* BEGIN Record set *

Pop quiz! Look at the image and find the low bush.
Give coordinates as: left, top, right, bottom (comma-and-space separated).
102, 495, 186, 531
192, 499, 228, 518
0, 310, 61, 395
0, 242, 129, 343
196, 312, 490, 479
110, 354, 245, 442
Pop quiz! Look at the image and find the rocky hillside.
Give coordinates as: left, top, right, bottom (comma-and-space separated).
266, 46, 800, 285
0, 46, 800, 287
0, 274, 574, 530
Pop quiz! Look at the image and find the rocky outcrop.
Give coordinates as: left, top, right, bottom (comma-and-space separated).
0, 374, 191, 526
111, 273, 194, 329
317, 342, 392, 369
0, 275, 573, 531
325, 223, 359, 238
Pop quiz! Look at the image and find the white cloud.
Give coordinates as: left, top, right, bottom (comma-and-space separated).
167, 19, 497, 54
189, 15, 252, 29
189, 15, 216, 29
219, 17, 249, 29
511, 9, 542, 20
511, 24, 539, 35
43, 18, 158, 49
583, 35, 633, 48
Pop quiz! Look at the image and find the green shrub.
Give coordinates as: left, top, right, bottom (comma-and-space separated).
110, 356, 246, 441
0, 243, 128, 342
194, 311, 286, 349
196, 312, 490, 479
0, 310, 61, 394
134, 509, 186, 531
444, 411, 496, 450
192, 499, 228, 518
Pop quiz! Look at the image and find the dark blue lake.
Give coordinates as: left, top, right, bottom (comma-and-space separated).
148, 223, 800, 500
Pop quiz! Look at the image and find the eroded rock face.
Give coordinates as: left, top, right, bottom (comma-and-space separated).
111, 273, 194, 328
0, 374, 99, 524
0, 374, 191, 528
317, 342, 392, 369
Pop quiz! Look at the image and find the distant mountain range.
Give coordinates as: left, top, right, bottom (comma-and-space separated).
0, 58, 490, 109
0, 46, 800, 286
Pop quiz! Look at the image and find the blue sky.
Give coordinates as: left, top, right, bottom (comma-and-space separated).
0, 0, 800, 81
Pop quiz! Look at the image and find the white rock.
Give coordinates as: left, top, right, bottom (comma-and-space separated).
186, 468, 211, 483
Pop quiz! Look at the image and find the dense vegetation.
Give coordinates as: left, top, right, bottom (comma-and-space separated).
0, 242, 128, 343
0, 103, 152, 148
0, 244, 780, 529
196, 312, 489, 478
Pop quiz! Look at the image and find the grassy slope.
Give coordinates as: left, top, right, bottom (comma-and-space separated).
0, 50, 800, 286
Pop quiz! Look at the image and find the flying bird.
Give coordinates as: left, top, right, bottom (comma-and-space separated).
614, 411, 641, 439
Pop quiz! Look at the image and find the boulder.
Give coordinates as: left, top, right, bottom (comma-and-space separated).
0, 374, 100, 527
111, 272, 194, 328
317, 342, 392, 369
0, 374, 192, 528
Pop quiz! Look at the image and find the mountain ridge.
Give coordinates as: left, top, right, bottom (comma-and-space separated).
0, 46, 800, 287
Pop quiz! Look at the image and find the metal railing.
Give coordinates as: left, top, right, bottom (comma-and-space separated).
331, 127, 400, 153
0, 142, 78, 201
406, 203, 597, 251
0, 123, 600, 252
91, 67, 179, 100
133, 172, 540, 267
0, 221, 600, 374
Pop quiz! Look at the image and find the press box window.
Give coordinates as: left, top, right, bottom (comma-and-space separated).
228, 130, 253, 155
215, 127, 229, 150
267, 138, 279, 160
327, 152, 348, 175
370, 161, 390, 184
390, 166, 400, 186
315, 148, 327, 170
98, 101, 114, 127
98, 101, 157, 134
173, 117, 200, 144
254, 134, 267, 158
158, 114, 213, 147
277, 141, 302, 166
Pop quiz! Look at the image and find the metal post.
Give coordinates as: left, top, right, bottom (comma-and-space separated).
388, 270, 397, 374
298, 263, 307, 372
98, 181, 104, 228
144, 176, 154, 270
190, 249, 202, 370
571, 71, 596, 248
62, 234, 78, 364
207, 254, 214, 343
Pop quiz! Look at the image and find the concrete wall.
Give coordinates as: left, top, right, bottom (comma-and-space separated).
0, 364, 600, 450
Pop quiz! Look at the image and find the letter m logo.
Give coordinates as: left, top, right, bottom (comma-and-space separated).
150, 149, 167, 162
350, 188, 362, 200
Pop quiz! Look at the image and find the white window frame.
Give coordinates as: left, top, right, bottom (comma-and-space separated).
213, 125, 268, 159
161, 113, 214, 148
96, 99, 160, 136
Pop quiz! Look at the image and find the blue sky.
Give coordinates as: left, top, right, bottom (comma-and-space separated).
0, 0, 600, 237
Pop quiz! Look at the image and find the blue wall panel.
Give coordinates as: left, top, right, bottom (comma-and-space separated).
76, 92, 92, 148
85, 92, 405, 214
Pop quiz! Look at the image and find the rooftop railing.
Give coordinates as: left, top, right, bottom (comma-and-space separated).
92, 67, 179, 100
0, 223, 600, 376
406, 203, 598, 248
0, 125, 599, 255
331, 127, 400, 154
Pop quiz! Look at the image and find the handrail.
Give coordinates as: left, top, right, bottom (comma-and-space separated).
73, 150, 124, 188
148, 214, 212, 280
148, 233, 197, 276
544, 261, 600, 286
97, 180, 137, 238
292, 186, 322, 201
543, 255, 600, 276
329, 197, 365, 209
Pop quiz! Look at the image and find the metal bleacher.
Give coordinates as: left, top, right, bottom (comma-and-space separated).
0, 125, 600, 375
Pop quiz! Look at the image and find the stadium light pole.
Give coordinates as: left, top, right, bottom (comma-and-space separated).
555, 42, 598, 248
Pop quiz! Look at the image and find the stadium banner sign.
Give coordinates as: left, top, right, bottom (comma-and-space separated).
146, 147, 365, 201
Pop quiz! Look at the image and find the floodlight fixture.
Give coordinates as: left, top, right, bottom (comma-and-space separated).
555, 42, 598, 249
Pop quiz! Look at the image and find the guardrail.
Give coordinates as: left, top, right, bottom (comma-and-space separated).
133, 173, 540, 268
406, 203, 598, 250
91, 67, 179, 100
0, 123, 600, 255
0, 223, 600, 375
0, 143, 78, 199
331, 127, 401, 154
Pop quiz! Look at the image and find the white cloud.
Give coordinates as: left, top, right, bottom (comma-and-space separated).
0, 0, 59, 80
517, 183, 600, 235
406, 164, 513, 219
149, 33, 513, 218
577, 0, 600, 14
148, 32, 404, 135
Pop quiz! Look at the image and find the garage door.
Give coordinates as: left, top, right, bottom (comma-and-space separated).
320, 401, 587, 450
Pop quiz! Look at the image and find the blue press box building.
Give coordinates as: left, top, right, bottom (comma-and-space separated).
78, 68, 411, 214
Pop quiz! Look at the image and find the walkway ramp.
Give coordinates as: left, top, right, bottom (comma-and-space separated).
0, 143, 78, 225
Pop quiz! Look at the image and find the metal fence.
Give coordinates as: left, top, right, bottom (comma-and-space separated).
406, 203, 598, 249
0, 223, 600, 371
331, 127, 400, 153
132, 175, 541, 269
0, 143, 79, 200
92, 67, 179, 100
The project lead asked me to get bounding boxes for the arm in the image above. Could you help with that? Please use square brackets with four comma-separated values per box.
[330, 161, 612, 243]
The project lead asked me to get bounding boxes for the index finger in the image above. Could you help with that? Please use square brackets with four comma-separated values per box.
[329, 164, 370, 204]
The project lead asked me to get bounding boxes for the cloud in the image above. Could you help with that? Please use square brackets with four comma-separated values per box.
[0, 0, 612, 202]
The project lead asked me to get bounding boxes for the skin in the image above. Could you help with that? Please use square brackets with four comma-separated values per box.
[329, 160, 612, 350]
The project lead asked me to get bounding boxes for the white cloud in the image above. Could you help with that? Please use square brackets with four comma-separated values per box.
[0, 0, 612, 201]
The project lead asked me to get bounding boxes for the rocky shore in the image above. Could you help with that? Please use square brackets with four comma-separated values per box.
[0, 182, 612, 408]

* END Record set *
* BEGIN Record set *

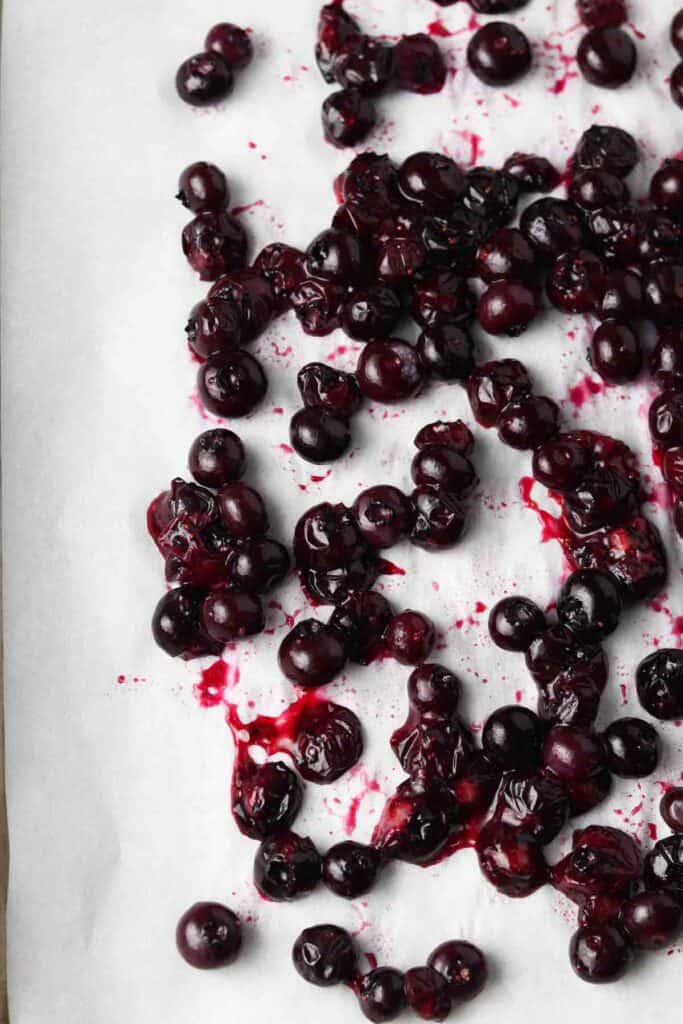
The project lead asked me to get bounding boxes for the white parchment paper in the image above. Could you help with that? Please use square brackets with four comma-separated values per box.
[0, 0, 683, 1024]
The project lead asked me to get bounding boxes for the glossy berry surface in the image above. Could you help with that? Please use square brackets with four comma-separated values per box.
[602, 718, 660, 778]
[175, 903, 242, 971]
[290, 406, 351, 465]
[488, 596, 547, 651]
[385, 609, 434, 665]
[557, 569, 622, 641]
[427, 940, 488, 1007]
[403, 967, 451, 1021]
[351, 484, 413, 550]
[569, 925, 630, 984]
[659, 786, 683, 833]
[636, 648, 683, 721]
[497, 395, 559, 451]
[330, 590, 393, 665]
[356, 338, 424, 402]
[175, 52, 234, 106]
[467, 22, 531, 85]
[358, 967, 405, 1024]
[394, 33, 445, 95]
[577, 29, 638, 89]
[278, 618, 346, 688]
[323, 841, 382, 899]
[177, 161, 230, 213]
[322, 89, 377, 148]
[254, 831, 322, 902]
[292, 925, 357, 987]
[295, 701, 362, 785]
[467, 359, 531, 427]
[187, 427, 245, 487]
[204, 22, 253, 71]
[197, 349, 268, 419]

* END Record set *

▸ Set problem
In the part of the data that opens with the line containing "Pop quiz! Look at the image and find the boulder." and closes with the line containing "0, 374, 192, 528", change "boulder" to "stone". Reproduce only those lines, including both ends, and leave everything else unchanged.

▸ Written reply
Pop quiz! Look at the image and find the stone.
Give coordinates as: left, top, right, bottom (comma-and-space separated).
0, 374, 100, 527
111, 272, 194, 328
317, 342, 392, 369
0, 374, 192, 528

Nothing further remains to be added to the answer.